**Source passage**
Lying With Statistics – Nigeria As The ‘Third Fastest Growing Economy’

In a very influential book, How to Lie with Statistics (1954), the American writer, Darrell Huff, discusses the funny business of lying with figures, telling us how intentional or unintentional errors could lead to inaccurate conclusions. The book, which was meant to be an introduction to statistics for the general reader, quickly became one of the most widely read statistics books in history- despite the fact that the author was not a statistician.

I suspect that the popularity of the book had largely to do with the fact that using graphs and figures to prove one’s point could make one look really clever, and knowing that you are using such uncanny methods to bamboozle the gullible, probably will give an extra illicit sensation.

This brings me to the latest report that the International Monetary Fund (IMF) has ranked Nigeria the ‘third fastest growing economy in the world after China and India’. IMF claimed that the country’s economy grew “from 6.9 per cent in 2009 to 7.4 per cent this year”. Minister of Finance, Dr Olusegun Aganga, was reported as saying that the rating by IMF at a time when the economies of the developed world were contracting was a good development and attributed the supposed growth to new policies initiated by the Federal Government.
There are several observations about this supposedly new status as ‘the third fastest growing economy in the world’.

One, most statistical projections are based on certain assumptions – once the assumptions are changed, the conclusions also change.  For instance the IMF has based its ranking on the assumption of a GDP growth rate of 7.4 per cent as supplied by the Nigerian government.  Not many people will agree with this growth rate. For instance the website,, based on figures from the CIA World Fact Book and other sources, estimated that the (GDP) real growth rate for the country was 6.4 per cent in 2007, 5.3 percent in 2008 and 3.8 per cent in 2009. In a country notorious for its poor statistical records and for brandishing figures on a whim (notice how different Nigerians and even researchers brandish different figures regarding our population), most statistical figures given are suspect – and often rightly so. And when these figures come from a government source, on the eve of an election year, when the government is roundly criticised for its handling of the economy, they become even more suspect.

Two, assuming that the growth rate of 7.4 percent given to the IMF by the Central Bank of Nigeria is correct – and that is a big assumption – it actually says very little about the management of the economy. Economic growth – the quantity of goods and services produced in a country-   in our oil-dependent economy is often driven by an increase in oil exports and high global prices. It should be emphasised that economic growth is not the same thing as economic development, which is a sustainable boost in the standard of living of the people of a country, including an increase in their per capita income. It may therefore be disingenuous to make a political capital out of this supposed economic growth by suggesting that things are getting better.

**Rows**
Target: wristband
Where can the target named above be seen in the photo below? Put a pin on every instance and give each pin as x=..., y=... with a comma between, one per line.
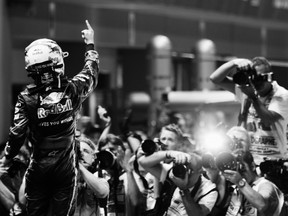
x=182, y=192
x=254, y=97
x=168, y=156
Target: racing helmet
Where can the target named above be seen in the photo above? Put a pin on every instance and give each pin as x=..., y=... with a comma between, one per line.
x=44, y=58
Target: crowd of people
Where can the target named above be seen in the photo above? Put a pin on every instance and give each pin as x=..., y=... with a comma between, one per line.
x=57, y=162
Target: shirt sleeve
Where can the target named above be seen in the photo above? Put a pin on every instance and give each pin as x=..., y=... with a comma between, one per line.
x=18, y=130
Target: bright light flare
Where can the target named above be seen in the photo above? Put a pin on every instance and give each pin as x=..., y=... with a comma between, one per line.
x=214, y=142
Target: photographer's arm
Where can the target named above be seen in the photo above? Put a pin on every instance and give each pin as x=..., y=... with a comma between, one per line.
x=259, y=200
x=193, y=208
x=267, y=116
x=107, y=119
x=7, y=198
x=219, y=76
x=99, y=185
x=153, y=163
x=253, y=197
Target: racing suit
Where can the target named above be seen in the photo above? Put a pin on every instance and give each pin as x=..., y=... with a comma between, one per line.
x=47, y=116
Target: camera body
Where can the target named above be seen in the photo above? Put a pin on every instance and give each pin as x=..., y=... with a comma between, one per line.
x=224, y=161
x=105, y=159
x=245, y=76
x=180, y=170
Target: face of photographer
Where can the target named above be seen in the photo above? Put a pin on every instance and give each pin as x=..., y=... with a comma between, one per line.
x=262, y=85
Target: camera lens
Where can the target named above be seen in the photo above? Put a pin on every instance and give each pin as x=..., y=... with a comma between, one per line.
x=208, y=161
x=226, y=161
x=106, y=159
x=148, y=146
x=179, y=170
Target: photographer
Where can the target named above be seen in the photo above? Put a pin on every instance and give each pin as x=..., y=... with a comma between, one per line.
x=253, y=195
x=90, y=186
x=194, y=194
x=264, y=104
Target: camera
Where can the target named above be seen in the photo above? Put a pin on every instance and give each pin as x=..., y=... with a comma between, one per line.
x=273, y=167
x=149, y=146
x=208, y=161
x=179, y=170
x=230, y=161
x=245, y=76
x=106, y=159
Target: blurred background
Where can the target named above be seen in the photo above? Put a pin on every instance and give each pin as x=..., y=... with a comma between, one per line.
x=155, y=55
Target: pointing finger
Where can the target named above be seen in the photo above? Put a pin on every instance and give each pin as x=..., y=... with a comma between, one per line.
x=88, y=24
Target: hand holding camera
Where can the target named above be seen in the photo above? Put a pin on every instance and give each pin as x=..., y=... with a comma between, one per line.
x=88, y=34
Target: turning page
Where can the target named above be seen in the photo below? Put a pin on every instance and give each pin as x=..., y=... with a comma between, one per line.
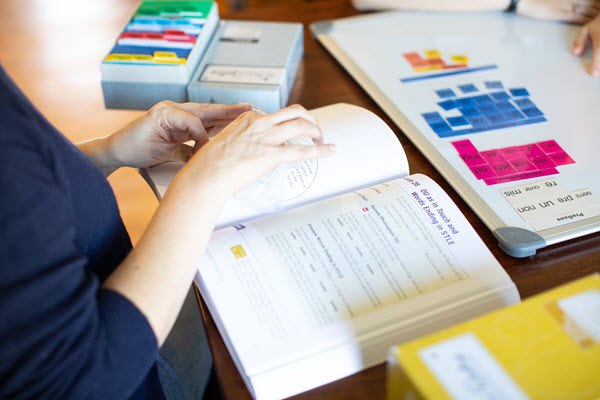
x=368, y=152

**Exercise instructions**
(A) From the article on Nigeria's growth ranking, quote the passage starting with "In a very influential" and going on through "not a statistician.".
(B) Answer these questions from the article on Nigeria's growth ranking:
(i) In what year was How to Lie with Statistics published?
(ii) Which two countries does the IMF ranking place ahead of Nigeria?
(iii) What real GDP growth rate for 2009 does the article attribute to the website's estimate?

**Answers in order**
(A)
In a very influential book, How to Lie with Statistics (1954), the American writer, Darrell Huff, discusses the funny business of lying with figures, telling us how intentional or unintentional errors could lead to inaccurate conclusions. The book, which was meant to be an introduction to statistics for the general reader, quickly became one of the most widely read statistics books in history- despite the fact that the author was not a statistician.

(B)
(i) 1954
(ii) China and India
(iii) 3.8 per cent